§ REQUIREMENTS
Edit the items below, changing every "tight" to "snug" and leaving all other text untouched.

Bounding-box records
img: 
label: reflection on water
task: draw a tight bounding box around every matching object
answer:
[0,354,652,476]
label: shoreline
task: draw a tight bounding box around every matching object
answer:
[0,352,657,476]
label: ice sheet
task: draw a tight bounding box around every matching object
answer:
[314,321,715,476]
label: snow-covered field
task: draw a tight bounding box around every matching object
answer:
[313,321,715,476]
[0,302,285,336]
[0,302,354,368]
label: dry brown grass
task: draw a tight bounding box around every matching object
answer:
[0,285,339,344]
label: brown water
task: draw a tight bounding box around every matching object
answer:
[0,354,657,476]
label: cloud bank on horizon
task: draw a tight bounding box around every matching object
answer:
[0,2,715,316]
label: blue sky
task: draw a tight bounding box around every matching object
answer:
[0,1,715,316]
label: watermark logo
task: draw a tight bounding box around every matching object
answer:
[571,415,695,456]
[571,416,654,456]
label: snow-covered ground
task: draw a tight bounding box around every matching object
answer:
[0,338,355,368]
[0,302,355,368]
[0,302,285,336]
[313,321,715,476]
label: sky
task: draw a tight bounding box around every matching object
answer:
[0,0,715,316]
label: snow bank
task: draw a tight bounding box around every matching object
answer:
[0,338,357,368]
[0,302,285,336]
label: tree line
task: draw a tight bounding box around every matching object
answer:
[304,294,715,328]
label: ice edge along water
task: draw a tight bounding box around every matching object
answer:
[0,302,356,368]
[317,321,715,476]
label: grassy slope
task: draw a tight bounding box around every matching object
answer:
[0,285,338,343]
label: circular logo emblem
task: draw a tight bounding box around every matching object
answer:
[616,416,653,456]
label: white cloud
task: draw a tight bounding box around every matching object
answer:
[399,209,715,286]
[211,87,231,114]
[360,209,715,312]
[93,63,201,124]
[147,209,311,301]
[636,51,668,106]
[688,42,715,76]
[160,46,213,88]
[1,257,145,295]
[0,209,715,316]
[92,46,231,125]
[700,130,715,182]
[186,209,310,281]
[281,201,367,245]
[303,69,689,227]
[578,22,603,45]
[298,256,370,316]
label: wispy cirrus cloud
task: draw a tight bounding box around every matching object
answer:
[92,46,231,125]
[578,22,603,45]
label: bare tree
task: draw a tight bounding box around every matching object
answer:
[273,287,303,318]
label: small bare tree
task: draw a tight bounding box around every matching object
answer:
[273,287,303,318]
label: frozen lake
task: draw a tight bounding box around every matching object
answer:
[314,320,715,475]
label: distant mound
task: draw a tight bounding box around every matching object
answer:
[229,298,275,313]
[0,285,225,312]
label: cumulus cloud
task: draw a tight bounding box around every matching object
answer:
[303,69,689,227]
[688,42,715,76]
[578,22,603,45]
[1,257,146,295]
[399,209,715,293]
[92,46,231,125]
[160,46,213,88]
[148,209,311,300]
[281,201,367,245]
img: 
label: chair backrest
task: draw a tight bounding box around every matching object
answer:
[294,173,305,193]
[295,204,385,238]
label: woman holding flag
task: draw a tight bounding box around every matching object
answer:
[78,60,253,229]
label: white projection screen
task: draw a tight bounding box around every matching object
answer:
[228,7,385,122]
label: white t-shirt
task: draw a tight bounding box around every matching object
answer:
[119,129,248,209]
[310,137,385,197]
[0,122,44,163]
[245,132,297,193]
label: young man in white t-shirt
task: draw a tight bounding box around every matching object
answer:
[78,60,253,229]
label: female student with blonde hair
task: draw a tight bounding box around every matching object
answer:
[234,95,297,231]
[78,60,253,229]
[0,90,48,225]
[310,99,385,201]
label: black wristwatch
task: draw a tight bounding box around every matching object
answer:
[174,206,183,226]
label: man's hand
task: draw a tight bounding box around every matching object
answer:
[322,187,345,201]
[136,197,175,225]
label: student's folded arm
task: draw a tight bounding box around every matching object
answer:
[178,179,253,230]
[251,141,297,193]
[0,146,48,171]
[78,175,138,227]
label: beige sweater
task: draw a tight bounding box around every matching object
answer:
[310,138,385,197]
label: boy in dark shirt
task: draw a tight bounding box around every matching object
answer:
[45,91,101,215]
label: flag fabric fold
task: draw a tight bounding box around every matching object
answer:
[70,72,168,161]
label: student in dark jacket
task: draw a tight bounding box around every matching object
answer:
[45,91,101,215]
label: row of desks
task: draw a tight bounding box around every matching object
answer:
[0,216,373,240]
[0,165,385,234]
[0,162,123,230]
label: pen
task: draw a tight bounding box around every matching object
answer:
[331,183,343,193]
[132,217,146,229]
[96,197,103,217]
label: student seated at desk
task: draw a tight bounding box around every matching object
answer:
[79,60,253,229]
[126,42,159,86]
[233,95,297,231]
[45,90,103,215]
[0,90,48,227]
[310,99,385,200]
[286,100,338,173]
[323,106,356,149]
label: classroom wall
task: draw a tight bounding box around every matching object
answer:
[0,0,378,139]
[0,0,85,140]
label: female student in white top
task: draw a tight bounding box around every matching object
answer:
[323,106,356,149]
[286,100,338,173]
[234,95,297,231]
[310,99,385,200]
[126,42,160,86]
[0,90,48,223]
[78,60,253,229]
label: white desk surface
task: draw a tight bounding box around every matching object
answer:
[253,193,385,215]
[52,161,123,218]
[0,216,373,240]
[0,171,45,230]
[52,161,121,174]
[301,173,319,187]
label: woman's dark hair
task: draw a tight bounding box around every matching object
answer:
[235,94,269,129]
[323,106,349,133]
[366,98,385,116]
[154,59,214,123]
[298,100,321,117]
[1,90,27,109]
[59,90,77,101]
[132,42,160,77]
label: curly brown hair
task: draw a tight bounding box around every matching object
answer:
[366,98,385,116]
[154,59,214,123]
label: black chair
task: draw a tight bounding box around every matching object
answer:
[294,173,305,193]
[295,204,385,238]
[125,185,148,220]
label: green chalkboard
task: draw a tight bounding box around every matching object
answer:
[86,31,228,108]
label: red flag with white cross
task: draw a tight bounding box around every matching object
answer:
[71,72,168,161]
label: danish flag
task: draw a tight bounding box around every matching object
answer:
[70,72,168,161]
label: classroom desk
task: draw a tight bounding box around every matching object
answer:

§ FINAL RESULT
img: 
label: reflection on water
task: draw a snug bounding box around every matching object
answer:
[0,354,652,476]
label: shoreline
task: draw a snug bounding box around every matching object
answer:
[0,352,657,476]
label: ice sheet
task: draw a snug bounding box around every matching object
answer:
[314,321,715,476]
label: snow-covered field
task: draw a snug bounding box around every matching object
answer:
[313,321,715,476]
[0,302,285,336]
[0,302,354,368]
label: dry brown grass
task: draw a snug bounding box around every matching object
answer:
[0,285,339,344]
label: brown water
task: draw a snug bounding box around every matching object
answer:
[0,354,657,476]
label: cloud bank on horizon
task: draw a snug bounding box around every matching object
answer:
[0,2,715,316]
label: blue sky
task: draw a snug bounding box around every matching object
answer:
[0,1,715,316]
label: watermark logo
task: draw a snug bounding box around every matching object
answer:
[571,415,695,456]
[571,416,654,456]
label: snow-covered ground
task: draw a snug bounding box around every matching object
answer:
[0,338,355,368]
[0,302,355,368]
[0,302,285,336]
[313,321,715,476]
label: sky
task: draw a snug bounding box around every matching object
answer:
[0,0,715,316]
label: snow bank
task: draw a snug bounding box around every matching object
answer:
[0,338,357,368]
[0,302,285,336]
label: tree line
task: draw a snug bounding box around every matching object
answer:
[304,294,715,328]
label: ice edge along water
task: draw a snug bounding box around every matching object
answer:
[0,302,356,368]
[317,321,715,476]
label: grassy slope
task: draw a snug bounding box around every matching object
answer:
[0,285,338,343]
label: circular logo emblem
task: draw a snug bounding box around every matching object
answer:
[616,416,653,456]
label: white cloud
task: draw a snug bounding box around every matching object
answer:
[399,209,715,286]
[211,87,231,114]
[360,209,715,312]
[93,63,201,124]
[147,209,311,301]
[636,51,668,106]
[688,42,715,76]
[160,46,213,88]
[1,257,145,295]
[0,209,715,316]
[92,46,231,125]
[700,130,715,182]
[186,209,310,281]
[281,201,367,245]
[303,69,689,227]
[578,22,603,45]
[298,256,370,316]
label: wispy cirrus cloud
task: draw a snug bounding box around every matching object
answer:
[92,46,231,125]
[578,22,603,45]
label: bare tree
task: draw a snug bounding box around every matching object
answer:
[273,287,303,318]
label: small bare tree
task: draw a snug bounding box around every matching object
answer:
[273,287,303,318]
label: frozen lake
task: draw a snug bounding box around every matching object
answer:
[314,320,715,475]
label: distant mound
task: draw a snug bounding box around every matching object
answer:
[229,298,275,313]
[0,285,225,312]
label: cumulus cloud
task: draw a snug bounding box around every matching object
answer:
[303,69,689,227]
[688,42,715,76]
[578,22,603,45]
[1,257,146,295]
[399,209,715,293]
[92,46,231,125]
[160,46,213,88]
[148,209,311,300]
[281,201,367,245]
img: 
label: chair backrest
task: draw a snug bounding box around every matching object
answer:
[294,173,305,193]
[295,204,385,238]
label: woman holding flag
task: draw a snug bounding box around every matching object
answer:
[78,60,253,229]
label: white projection screen
task: draw a snug bounding box around every matching object
answer:
[228,7,385,122]
label: white t-shirt
task: draw a snug bounding box around every matching object
answer:
[119,129,248,209]
[310,137,385,197]
[0,122,44,163]
[245,132,297,193]
label: young man in white t-shirt
task: draw a snug bounding box around every matching object
answer:
[78,60,253,229]
label: female student with blonde hair
task: draw a snug bounding box around every matching object
answer:
[234,95,297,231]
[78,60,253,229]
[0,90,48,225]
[310,99,385,201]
label: black wristwatch
task: draw a snug bounding box around every matching object
answer:
[174,206,183,226]
label: man's hand
task: draw a snug bounding box around every matching object
answer:
[322,187,345,201]
[136,197,175,225]
label: student's folded arm
task: draw a snug bounding box around every matching object
answer:
[178,179,253,230]
[251,141,297,193]
[0,146,48,171]
[78,175,138,227]
label: beige sweater
task: draw a snug bounding box around every matching object
answer:
[310,138,385,197]
label: boy in dark shirt
task: draw a snug bounding box around every matching object
answer:
[45,91,101,215]
label: flag fabric fold
task: draw a snug bounding box around every matching object
answer:
[70,72,168,161]
label: student in dark jacket
task: draw a snug bounding box around every matching object
answer:
[45,91,101,215]
label: row of desks
task: draw a snug bounding box around every matching object
answer:
[0,216,373,240]
[0,165,385,234]
[0,162,123,230]
label: pen
task: draw a snug bounding box around every matching object
answer:
[331,183,343,193]
[132,217,146,229]
[96,197,103,217]
label: student seated at desk
task: draw a snug bounding box around every matching object
answer:
[79,60,253,229]
[126,42,159,86]
[233,95,297,231]
[45,90,103,215]
[0,90,48,227]
[310,99,385,200]
[286,100,338,173]
[323,106,356,149]
label: classroom wall
task: draw a snug bounding box around every matching object
answer:
[0,0,378,139]
[0,0,85,140]
label: female student in white top
task: draw a snug bounding box around every matching object
answer:
[323,106,356,149]
[286,100,338,173]
[234,95,297,231]
[310,99,385,200]
[126,42,160,86]
[0,90,48,223]
[78,60,253,229]
label: white desk surface
task: draw a snug bounding box around every matching object
answer:
[253,193,385,215]
[52,161,123,218]
[0,216,373,240]
[0,171,45,230]
[52,161,121,174]
[301,173,319,187]
label: woman's dark hair
task: draw a snug bounding box around every matching object
answer:
[235,94,269,129]
[323,106,349,133]
[366,98,385,116]
[154,59,214,123]
[298,100,321,117]
[1,90,27,109]
[59,90,77,101]
[132,42,160,77]
label: curly brown hair
task: draw a snug bounding box around every matching object
answer:
[366,98,385,116]
[154,59,214,123]
label: black chair
task: draw a snug bounding box around every matching object
answer:
[294,173,305,193]
[295,204,385,238]
[125,185,148,220]
label: green chalkboard
task: draw a snug bounding box around every matching object
answer:
[86,31,228,108]
label: red flag with white cross
task: draw a snug bounding box around every matching object
answer:
[71,72,168,161]
label: danish flag
task: draw a snug bounding box around every matching object
answer:
[70,72,168,161]
label: classroom desk
task: draw a snug bounding box around every matching object
answer:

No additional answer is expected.